Miami residents just elected their first Democratic mayor in almost 30 years. Eileen Higgins, a former Miami-Dade county commissioner, beat Donald Trump–endorsed Republican Emilio González. Higgins won 59 percent of the vote compared to González’s 41 percent.

Both candidates appealed to residents’ economic woes but used different tactics: Higgins emphasized her experience on the County Commission with building infrastructure, streamlining city processes, and building affordable housing. González argued that he would fight overdevelopment and get rid of property taxes. Higgins also loudly criticized Trump’s mass deportation campaign, whereas González pleaded the Fifth, saying he had no control over national policy.

In neighboring Georgia, a special election for a state House seat saw a changed district. Democrat Eric Gisler flipped the previously red seat blue, eking out a win over Republican Mack Guest in a close race.

It’s a major upset: Trump won the district last year by 12 points. Gisler had run for the seat last year and at the time won just 39 percent of the vote. But Tuesday night, he won 51 percent.

Gisler ran on a platform of increasing access to health care, affordable housing, and voting rights. He told the Associated Press that he was grateful for “Democratic enthusiasm” but that he also credited his win to Republicans looking for a change. “A lot of what I would call traditional conservatives held their nose and voted Republican last year on the promise of low prices and whatever else they were selling,” Gisler said. “But they hadn’t received that.”

Trump: Black People Love Me Because They Know a Good Scam

Well, that’s a crazy way to brag about support from Black voters.

Donald Trump smiles and points to the crowd (not pictured)
Alex Wong/Getty Images

President Donald Trump is convinced Black people “love” him because “they know a scam better than anybody.”

These peculiar comments came Tuesday night at a rally-style event in Pennsylvania.

“Lemme tell ya. Black people love Trump. I got the biggest vote,” he said, before raising his voice even louder in the microphone. “I got the biggest vote with Black people, they know a scam better than anybody! They know what it is to be scammed.”

It’s difficult to parse whether he’s attributing Black people’s knowledge of scams to antiquated racist tropes or making an allusion to the slavery and history of economic discrimination they have endured in America (perhaps the latter is much too generous). Either way, the jury is still very much out on just how much Black people like him.

(Collected data entries)

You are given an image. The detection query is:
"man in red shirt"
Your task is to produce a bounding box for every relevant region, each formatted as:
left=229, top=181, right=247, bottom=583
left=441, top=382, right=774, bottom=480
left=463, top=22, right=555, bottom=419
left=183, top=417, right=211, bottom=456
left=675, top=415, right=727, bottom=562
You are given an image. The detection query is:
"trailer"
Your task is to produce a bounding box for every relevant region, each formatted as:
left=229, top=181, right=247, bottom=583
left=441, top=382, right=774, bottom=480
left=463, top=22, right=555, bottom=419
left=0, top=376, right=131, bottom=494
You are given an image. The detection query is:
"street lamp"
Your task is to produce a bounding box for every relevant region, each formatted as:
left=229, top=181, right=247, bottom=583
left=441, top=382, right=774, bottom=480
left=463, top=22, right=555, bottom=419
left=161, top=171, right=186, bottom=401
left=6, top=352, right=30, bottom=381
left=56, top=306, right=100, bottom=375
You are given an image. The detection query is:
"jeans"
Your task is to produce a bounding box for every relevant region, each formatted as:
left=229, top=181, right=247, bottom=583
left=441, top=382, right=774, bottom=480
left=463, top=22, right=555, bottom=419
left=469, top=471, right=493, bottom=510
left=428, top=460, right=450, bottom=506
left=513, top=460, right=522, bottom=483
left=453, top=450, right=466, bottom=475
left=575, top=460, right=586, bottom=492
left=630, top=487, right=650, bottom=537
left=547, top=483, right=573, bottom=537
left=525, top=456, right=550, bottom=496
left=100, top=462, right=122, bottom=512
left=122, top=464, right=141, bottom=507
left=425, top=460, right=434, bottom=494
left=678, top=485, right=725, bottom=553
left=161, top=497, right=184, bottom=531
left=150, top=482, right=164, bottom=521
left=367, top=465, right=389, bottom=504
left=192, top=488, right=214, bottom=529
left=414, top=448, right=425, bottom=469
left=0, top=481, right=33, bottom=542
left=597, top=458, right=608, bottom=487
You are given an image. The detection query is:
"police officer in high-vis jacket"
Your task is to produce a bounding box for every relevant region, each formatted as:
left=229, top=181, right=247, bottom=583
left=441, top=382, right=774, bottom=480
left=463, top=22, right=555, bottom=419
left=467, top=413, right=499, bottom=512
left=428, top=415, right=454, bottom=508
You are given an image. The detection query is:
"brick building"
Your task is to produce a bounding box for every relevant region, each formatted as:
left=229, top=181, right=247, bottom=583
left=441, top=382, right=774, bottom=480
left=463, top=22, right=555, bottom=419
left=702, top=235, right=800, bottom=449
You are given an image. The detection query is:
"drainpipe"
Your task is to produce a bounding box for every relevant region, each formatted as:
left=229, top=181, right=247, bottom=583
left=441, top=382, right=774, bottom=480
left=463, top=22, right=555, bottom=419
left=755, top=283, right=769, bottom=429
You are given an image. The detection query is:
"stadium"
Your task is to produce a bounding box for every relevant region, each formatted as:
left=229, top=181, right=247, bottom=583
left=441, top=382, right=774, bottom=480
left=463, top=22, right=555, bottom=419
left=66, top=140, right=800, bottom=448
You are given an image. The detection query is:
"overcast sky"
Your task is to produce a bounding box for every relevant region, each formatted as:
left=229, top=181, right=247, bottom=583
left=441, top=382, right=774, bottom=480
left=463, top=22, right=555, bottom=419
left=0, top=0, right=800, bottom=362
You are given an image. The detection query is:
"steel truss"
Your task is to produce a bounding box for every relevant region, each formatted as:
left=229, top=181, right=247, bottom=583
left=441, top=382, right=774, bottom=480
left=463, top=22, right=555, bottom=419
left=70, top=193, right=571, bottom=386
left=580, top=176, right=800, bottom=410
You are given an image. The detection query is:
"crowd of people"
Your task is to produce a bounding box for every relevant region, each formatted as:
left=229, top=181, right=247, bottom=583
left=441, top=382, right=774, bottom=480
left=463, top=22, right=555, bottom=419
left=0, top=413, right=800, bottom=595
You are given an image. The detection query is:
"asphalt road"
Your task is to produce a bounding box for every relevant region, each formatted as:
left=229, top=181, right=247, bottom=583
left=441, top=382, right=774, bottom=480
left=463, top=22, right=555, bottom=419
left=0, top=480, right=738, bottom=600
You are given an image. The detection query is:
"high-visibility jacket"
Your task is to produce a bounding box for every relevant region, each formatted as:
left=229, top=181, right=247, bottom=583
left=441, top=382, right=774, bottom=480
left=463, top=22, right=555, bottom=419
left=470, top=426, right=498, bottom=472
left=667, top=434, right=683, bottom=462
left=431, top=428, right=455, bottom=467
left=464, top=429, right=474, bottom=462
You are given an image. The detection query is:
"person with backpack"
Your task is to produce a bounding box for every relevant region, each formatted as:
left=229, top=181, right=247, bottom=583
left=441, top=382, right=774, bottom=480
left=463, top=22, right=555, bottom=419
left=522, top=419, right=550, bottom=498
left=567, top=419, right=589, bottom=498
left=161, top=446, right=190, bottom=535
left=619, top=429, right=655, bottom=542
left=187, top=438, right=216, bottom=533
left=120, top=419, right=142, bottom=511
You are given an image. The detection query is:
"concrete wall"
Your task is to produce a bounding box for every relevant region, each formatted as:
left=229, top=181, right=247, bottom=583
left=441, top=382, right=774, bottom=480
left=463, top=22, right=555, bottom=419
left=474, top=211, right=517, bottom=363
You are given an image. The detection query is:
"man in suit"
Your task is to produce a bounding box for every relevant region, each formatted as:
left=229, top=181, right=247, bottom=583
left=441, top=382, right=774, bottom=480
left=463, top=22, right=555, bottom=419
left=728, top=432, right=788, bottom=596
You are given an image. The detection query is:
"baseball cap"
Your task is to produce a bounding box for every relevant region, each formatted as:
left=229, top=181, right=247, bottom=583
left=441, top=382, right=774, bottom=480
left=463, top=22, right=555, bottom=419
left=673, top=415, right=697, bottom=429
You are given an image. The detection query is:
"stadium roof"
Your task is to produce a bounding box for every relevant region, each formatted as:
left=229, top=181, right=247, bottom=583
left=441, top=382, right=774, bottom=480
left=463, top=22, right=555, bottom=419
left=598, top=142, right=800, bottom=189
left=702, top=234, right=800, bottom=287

## What to work on
Reproduce the part of the news passage starting at "In neighboring Georgia, a" and ending at "won 51 percent.".

## Written solution
In neighboring Georgia, a special election for a state House seat saw a changed district. Democrat Eric Gisler flipped the previously red seat blue, eking out a win over Republican Mack Guest in a close race.

It’s a major upset: Trump won the district last year by 12 points. Gisler had run for the seat last year and at the time won just 39 percent of the vote. But Tuesday night, he won 51 percent.